*TASK TO CARRY OUT*: Retype all the entries word for word, but omit the pictures.

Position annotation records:
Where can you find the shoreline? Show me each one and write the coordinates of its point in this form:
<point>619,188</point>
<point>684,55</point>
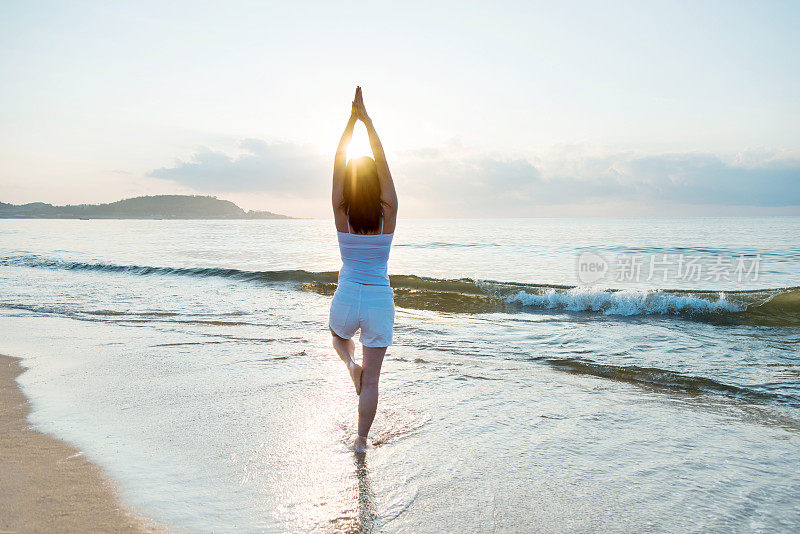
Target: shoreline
<point>48,485</point>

*EXPECTED ANSWER*:
Where can you find the shoreline? Show me each one and write the coordinates of its point in this form:
<point>619,188</point>
<point>684,55</point>
Target: shoreline
<point>48,485</point>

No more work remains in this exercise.